[Location annotation dataset excerpts]
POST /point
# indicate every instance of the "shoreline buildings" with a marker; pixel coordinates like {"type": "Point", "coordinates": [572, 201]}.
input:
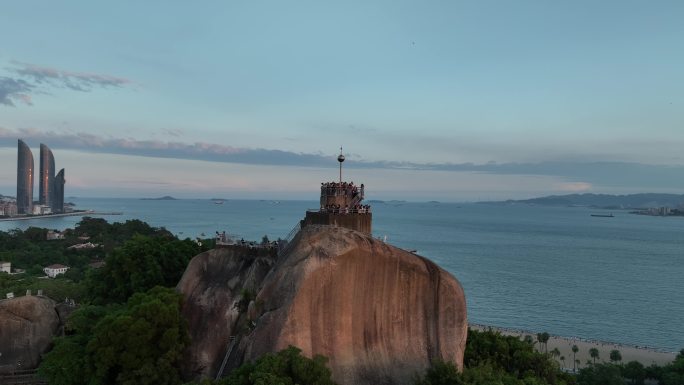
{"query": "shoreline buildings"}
{"type": "Point", "coordinates": [24, 179]}
{"type": "Point", "coordinates": [50, 187]}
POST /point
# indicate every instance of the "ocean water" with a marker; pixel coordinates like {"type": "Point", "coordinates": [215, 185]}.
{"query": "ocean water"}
{"type": "Point", "coordinates": [554, 269]}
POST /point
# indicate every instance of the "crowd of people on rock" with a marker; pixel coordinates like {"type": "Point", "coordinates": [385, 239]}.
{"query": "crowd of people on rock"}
{"type": "Point", "coordinates": [339, 209]}
{"type": "Point", "coordinates": [344, 188]}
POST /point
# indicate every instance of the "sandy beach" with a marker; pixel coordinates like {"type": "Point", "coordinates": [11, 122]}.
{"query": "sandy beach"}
{"type": "Point", "coordinates": [646, 356]}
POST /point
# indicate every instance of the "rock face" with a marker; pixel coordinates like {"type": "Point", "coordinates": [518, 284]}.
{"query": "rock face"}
{"type": "Point", "coordinates": [379, 313]}
{"type": "Point", "coordinates": [213, 285]}
{"type": "Point", "coordinates": [27, 325]}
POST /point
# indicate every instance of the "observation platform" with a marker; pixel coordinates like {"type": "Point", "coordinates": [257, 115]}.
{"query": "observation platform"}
{"type": "Point", "coordinates": [342, 205]}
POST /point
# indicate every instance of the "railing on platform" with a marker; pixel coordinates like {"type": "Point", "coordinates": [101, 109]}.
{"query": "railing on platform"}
{"type": "Point", "coordinates": [232, 340]}
{"type": "Point", "coordinates": [337, 190]}
{"type": "Point", "coordinates": [24, 377]}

## Task to complete
Which lines of the records contain the word "crowd"? Copy each of them out.

## Solution to the exercise
# indicate every instance of the "crowd of people on rock" with a marker; pixel coordinates like {"type": "Point", "coordinates": [385, 239]}.
{"query": "crowd of people on rock"}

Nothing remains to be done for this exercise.